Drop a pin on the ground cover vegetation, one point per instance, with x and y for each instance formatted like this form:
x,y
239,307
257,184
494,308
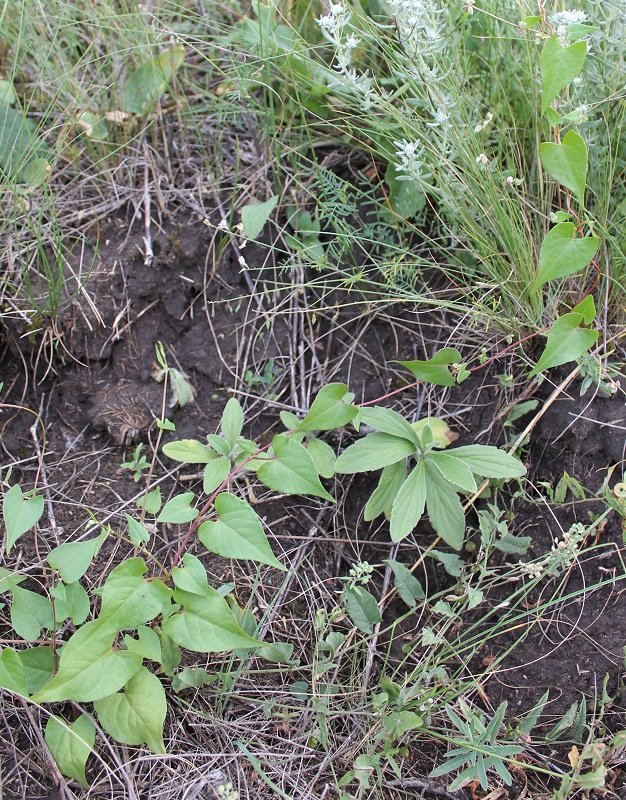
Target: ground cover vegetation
x,y
252,253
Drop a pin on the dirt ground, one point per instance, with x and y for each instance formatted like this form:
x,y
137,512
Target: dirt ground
x,y
96,394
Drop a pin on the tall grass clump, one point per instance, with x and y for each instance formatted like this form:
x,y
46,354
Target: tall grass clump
x,y
448,97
---*---
**Exercise description**
Each line that contains the string "with" should be copied from the data above.

**Exercise response**
Drop a pin on the ground cover vegetation, one point per instance, with x and y for each instance formatted like this form:
Drop a pin on the dirt ground, one point per instance, with x and y for each instance formatted like this form:
Drop a pin on the tall grass clump, one point per instance, with x and y for each instance formatted like this form:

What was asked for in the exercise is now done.